• **DIRECTIONS FOR THIS TASK**
Copy exactly the lines from the "Q: In the image above, where is the white" line to the end, both included, and nothing else.

Entries on locating named things:
**********

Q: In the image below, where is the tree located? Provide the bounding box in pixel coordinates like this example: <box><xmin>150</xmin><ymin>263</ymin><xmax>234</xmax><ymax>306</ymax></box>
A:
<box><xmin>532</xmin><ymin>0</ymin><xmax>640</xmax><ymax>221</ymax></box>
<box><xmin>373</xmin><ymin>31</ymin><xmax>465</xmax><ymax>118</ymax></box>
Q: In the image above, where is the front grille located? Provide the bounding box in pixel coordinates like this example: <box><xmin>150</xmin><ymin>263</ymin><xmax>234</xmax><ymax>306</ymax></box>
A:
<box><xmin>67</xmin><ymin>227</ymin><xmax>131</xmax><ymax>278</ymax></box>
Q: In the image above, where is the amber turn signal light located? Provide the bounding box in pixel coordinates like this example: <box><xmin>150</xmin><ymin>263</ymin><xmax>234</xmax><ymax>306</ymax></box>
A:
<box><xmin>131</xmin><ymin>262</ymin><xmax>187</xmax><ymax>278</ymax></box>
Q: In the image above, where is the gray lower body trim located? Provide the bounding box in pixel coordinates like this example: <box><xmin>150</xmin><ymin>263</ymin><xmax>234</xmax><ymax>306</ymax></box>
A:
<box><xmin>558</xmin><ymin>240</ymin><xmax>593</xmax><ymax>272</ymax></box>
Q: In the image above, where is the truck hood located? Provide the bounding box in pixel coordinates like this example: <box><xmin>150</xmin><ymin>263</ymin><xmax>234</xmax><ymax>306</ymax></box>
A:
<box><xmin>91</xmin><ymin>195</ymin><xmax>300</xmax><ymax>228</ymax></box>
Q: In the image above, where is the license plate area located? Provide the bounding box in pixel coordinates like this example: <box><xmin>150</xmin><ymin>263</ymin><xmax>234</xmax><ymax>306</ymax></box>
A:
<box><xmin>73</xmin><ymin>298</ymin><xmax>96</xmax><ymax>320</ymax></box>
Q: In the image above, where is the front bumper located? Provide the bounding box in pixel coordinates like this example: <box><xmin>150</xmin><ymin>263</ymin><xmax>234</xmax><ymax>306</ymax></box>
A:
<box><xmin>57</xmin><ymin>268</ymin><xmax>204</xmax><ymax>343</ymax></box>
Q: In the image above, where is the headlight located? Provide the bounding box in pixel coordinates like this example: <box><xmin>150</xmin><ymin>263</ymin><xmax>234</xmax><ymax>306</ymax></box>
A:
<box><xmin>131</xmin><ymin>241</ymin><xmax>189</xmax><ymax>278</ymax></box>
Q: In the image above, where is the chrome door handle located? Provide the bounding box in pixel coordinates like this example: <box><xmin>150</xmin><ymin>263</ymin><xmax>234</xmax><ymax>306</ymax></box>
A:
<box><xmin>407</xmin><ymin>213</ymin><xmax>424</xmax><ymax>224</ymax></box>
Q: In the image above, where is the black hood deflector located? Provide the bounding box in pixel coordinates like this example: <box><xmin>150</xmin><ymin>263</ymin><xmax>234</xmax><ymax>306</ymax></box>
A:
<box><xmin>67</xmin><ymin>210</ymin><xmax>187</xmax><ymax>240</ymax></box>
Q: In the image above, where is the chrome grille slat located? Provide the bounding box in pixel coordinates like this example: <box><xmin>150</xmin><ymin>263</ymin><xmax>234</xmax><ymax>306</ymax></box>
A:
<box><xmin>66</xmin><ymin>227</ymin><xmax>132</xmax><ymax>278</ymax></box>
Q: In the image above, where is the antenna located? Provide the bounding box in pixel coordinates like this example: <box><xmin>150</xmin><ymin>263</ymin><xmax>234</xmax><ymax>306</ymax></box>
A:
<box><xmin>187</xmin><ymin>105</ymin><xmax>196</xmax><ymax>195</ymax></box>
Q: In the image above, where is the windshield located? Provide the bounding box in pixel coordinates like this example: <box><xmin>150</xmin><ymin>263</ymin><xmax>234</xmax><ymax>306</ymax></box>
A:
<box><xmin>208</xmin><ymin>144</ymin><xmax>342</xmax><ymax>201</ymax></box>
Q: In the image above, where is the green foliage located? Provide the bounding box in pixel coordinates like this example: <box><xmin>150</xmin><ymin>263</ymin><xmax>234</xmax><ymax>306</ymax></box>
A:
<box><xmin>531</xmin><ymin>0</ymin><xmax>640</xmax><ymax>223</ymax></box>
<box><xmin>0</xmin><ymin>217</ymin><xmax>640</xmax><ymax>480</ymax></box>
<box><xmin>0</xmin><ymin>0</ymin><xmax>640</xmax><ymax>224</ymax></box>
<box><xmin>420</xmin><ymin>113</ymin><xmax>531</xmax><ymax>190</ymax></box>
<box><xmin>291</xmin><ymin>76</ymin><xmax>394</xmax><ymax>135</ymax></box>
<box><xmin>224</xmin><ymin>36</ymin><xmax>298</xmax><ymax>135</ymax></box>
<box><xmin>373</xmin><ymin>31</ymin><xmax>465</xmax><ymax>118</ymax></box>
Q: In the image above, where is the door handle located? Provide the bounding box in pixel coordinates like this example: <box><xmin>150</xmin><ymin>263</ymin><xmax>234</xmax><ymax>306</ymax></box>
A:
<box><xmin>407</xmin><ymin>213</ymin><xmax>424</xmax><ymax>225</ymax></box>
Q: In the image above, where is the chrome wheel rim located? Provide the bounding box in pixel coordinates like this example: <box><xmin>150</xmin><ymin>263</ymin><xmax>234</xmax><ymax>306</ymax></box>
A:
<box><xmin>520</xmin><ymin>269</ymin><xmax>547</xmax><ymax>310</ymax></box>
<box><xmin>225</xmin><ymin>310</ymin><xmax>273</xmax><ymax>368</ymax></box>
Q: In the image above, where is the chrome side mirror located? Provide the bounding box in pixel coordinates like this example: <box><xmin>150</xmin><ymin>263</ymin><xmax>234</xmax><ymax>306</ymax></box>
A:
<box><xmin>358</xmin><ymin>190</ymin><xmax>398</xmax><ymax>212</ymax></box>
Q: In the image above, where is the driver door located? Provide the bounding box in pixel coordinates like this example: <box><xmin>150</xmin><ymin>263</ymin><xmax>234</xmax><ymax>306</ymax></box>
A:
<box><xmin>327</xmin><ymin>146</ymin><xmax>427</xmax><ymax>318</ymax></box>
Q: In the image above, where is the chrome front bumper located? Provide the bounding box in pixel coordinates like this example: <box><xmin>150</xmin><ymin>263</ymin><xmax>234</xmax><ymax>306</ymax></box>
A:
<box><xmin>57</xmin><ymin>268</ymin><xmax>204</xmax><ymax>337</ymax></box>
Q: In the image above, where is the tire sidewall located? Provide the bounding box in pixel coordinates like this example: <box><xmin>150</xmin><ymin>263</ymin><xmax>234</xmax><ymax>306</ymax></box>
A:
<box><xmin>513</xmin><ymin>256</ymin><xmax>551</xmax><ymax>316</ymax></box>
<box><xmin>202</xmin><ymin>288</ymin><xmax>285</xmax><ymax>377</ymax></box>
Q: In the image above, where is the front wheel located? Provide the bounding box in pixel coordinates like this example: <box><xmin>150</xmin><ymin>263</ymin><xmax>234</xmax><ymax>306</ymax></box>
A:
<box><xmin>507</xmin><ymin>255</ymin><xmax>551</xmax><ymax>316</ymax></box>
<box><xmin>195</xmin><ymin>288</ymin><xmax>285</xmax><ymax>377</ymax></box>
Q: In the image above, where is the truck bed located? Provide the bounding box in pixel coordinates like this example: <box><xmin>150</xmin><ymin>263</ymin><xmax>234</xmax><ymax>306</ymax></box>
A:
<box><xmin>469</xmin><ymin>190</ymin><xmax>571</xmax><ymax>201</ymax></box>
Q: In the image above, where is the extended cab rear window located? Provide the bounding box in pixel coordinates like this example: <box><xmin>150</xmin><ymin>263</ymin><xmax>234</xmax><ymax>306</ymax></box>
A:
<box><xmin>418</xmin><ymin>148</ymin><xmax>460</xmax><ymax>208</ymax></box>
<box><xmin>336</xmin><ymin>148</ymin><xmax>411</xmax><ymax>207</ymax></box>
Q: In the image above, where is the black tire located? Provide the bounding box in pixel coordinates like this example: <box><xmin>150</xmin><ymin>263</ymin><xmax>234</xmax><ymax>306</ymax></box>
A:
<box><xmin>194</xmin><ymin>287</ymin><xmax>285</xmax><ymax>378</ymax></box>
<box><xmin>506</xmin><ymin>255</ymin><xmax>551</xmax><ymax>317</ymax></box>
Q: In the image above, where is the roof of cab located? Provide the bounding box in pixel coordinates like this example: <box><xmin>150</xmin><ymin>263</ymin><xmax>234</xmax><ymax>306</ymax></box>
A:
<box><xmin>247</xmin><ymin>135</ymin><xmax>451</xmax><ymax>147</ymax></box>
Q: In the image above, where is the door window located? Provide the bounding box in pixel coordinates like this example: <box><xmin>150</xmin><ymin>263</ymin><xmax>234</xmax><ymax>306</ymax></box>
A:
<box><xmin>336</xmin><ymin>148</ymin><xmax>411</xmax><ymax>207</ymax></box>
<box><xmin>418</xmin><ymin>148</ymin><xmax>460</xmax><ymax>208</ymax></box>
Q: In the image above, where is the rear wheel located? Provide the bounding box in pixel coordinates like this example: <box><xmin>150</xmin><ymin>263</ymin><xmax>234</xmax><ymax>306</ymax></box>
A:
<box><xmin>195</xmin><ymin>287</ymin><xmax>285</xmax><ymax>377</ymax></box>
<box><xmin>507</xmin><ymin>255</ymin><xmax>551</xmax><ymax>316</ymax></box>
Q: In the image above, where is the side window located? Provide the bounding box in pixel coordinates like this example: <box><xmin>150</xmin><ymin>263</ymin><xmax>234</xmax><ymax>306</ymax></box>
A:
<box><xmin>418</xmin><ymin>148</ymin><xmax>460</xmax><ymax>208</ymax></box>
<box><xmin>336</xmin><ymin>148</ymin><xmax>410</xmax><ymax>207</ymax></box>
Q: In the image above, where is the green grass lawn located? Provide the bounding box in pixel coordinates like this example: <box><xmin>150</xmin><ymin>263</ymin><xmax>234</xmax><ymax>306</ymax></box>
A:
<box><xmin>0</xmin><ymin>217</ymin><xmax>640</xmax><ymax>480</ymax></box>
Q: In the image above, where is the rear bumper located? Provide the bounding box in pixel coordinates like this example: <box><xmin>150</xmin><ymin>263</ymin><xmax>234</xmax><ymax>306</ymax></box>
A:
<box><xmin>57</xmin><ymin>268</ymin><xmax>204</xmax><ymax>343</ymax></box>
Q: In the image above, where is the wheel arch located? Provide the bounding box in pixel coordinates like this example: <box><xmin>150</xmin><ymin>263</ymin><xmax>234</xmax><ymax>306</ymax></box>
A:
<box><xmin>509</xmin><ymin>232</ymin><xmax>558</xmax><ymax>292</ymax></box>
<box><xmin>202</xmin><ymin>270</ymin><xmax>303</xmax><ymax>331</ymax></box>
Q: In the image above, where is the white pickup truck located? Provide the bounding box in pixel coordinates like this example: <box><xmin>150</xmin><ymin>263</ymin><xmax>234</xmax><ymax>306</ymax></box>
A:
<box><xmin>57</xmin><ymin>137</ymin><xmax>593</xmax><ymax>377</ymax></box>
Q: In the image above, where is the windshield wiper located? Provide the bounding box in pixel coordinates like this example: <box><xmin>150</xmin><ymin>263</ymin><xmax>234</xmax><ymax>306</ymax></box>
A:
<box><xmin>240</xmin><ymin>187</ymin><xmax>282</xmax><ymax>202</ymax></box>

**********

• **EXERCISE RESPONSE**
Q: In the image above, where is the white pickup truck located? Provide the bounding box in pixel coordinates like this example: <box><xmin>150</xmin><ymin>263</ymin><xmax>234</xmax><ymax>306</ymax></box>
A:
<box><xmin>57</xmin><ymin>137</ymin><xmax>593</xmax><ymax>377</ymax></box>
Q: In the image above, where is the windshield wiper located? Provide the bounding box in pixel coordinates like this example: <box><xmin>150</xmin><ymin>263</ymin><xmax>234</xmax><ymax>306</ymax></box>
A:
<box><xmin>240</xmin><ymin>187</ymin><xmax>282</xmax><ymax>202</ymax></box>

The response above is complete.